The request -> Print, please, the line that contains "task: provide the mask of every instance of the white" and each line after it to the end of the entries, unchanged and with nothing else.

Data provided ->
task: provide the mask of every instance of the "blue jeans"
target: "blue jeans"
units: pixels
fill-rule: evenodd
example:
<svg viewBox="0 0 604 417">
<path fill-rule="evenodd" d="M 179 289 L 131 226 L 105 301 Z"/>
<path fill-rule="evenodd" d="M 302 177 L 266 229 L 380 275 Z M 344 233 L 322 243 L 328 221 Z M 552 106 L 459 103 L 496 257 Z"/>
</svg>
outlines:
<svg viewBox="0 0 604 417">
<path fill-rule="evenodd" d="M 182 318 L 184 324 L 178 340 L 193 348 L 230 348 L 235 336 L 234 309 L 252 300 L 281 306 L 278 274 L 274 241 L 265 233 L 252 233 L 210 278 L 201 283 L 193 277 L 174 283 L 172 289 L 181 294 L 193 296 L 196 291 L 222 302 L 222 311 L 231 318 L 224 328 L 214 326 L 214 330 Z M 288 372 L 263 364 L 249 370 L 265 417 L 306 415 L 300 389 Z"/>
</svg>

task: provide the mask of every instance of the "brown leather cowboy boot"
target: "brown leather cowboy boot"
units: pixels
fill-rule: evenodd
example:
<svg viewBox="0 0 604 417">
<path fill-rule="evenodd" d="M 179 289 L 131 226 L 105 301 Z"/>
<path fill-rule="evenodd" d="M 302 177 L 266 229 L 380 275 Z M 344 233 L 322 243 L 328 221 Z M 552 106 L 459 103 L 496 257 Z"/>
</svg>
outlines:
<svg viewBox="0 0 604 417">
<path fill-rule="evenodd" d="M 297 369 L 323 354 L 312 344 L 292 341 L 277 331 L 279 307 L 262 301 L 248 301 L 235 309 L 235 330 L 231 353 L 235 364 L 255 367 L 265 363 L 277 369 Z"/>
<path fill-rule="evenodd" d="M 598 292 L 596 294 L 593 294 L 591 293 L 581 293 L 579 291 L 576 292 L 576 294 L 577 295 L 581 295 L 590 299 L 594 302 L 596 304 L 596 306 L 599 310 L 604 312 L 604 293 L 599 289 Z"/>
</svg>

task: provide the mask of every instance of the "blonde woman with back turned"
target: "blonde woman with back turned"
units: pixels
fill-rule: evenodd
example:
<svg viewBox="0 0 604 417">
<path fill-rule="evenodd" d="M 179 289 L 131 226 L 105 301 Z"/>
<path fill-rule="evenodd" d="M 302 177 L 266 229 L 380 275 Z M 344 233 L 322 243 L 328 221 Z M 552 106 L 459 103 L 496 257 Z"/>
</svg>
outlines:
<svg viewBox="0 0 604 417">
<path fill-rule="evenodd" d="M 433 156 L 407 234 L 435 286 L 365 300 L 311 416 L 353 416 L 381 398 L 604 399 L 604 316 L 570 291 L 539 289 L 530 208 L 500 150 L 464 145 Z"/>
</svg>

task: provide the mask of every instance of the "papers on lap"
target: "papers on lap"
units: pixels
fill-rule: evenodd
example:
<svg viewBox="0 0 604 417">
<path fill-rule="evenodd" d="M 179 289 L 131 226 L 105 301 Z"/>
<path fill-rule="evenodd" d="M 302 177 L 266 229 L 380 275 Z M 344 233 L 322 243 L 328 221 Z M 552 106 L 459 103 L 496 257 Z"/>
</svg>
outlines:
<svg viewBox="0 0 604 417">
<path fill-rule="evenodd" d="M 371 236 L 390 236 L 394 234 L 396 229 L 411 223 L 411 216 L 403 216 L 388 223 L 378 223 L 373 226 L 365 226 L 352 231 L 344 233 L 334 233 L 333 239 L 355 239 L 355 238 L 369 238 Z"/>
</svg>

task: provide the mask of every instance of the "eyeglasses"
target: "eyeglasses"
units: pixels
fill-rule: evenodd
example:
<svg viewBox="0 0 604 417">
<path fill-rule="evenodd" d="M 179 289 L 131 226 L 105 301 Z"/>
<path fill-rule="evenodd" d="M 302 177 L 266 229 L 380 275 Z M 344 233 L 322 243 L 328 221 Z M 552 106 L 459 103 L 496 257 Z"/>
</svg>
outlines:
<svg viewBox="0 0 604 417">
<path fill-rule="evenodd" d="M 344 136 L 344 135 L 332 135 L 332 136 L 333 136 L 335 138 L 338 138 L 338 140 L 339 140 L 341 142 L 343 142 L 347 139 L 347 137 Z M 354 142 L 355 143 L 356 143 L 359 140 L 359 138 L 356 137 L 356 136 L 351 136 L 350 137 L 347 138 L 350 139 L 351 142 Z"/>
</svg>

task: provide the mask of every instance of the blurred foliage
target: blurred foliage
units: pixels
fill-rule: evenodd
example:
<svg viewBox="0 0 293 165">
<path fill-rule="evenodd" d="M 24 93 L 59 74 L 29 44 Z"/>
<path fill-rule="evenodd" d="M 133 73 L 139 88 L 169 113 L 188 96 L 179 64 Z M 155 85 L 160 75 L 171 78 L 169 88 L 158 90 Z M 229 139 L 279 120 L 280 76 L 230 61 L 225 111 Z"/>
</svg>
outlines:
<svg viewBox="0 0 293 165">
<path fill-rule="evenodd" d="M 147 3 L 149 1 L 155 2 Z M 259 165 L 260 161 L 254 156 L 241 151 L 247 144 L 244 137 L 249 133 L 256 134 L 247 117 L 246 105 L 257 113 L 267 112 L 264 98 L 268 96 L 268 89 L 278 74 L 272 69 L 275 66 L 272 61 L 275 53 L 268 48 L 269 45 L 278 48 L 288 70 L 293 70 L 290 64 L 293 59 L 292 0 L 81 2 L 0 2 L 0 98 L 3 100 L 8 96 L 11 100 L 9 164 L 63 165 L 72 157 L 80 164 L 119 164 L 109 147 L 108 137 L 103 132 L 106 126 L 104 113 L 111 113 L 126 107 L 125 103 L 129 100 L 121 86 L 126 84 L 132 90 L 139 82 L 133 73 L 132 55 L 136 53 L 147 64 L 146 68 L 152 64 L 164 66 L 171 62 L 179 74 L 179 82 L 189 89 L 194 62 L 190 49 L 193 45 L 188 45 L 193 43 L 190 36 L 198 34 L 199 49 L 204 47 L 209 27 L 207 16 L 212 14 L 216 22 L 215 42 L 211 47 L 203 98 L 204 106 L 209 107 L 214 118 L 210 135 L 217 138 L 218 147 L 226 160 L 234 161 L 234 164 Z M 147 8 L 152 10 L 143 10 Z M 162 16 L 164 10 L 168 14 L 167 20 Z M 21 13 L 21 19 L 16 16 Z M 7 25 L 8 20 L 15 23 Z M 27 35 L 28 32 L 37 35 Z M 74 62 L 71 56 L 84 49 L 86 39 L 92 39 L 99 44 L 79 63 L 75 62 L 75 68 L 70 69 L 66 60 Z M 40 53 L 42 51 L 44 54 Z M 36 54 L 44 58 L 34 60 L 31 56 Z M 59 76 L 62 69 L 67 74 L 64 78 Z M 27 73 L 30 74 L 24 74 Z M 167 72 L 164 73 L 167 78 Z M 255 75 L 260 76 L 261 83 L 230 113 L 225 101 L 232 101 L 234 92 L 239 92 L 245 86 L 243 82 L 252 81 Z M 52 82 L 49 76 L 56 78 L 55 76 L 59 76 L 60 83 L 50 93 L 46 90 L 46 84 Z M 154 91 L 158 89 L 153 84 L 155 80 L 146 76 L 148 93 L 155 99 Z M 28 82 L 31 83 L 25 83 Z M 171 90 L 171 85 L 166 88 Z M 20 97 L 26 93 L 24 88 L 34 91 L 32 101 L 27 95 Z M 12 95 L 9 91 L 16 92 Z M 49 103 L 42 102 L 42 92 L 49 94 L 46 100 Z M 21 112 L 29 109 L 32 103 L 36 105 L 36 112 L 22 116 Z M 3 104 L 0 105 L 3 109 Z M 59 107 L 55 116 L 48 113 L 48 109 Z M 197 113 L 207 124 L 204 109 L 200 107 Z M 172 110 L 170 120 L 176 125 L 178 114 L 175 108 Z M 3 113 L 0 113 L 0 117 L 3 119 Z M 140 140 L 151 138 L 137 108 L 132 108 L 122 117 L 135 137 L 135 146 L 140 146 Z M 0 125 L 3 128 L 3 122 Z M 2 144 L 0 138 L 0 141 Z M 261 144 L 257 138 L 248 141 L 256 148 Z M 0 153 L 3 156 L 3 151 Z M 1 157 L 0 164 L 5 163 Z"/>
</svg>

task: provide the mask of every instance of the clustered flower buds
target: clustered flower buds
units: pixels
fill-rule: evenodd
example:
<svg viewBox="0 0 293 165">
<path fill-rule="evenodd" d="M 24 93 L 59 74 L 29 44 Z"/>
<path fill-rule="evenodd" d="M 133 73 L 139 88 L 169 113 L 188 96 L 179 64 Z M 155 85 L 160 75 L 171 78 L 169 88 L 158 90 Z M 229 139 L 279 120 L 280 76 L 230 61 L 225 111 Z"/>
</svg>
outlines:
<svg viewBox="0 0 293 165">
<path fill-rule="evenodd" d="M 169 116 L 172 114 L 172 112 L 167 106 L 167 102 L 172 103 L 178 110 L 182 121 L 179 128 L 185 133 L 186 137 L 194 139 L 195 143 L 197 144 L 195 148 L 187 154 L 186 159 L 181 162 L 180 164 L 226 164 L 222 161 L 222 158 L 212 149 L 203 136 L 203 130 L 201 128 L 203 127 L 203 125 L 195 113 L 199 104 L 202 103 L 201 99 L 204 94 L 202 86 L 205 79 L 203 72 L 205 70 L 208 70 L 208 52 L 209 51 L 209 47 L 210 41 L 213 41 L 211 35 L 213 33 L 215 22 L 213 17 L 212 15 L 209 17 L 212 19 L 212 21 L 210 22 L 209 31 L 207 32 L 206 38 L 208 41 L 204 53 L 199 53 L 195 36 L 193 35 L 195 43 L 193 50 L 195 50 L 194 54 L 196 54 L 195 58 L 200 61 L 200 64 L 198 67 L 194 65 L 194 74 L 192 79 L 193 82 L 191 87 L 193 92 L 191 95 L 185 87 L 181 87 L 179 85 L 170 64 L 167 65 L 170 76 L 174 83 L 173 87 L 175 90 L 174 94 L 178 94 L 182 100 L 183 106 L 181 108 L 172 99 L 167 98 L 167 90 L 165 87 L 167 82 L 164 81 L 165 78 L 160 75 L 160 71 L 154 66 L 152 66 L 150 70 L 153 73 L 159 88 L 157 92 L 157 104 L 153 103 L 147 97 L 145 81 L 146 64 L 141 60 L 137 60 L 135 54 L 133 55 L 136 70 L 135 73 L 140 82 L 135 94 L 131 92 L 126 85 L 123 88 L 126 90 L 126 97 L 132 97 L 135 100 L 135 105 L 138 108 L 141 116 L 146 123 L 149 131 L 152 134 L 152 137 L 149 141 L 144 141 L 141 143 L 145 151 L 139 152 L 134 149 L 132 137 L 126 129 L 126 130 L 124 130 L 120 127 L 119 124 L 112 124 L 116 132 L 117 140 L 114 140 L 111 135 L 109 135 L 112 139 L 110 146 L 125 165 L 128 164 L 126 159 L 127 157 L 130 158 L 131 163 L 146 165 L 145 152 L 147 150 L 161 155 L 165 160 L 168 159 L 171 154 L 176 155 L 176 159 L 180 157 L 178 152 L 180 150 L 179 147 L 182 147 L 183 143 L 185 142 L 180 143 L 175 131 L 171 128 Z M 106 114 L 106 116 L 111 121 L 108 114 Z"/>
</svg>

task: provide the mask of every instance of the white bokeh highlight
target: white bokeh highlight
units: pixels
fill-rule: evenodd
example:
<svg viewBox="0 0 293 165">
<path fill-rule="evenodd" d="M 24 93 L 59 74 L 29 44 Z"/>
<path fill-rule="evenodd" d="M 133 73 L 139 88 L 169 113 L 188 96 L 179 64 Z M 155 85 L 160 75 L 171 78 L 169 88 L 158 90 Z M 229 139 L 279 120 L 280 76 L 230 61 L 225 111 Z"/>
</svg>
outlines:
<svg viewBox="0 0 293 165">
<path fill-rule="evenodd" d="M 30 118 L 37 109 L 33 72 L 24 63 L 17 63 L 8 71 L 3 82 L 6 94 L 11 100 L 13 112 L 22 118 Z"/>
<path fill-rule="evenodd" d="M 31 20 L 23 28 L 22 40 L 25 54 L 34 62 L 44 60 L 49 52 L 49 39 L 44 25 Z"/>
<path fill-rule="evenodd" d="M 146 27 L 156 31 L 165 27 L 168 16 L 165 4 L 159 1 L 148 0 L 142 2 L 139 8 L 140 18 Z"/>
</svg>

Correct response ->
task: provide the mask of every instance of the white bokeh highlight
target: white bokeh highlight
units: pixels
fill-rule: evenodd
example:
<svg viewBox="0 0 293 165">
<path fill-rule="evenodd" d="M 24 93 L 59 74 L 29 44 Z"/>
<path fill-rule="evenodd" d="M 133 73 L 139 88 L 169 113 L 188 96 L 179 64 Z M 155 85 L 160 75 L 171 78 L 169 88 L 158 90 Z M 229 139 L 279 120 L 280 76 L 230 61 L 225 111 Z"/>
</svg>
outlines:
<svg viewBox="0 0 293 165">
<path fill-rule="evenodd" d="M 30 118 L 37 109 L 33 72 L 24 63 L 17 63 L 8 71 L 3 82 L 6 94 L 11 100 L 13 112 L 22 118 Z"/>
<path fill-rule="evenodd" d="M 31 20 L 23 28 L 22 40 L 25 54 L 34 62 L 44 60 L 49 52 L 49 39 L 44 25 Z"/>
<path fill-rule="evenodd" d="M 146 27 L 156 31 L 165 27 L 168 16 L 165 4 L 159 1 L 148 0 L 142 2 L 139 8 L 140 18 Z"/>
</svg>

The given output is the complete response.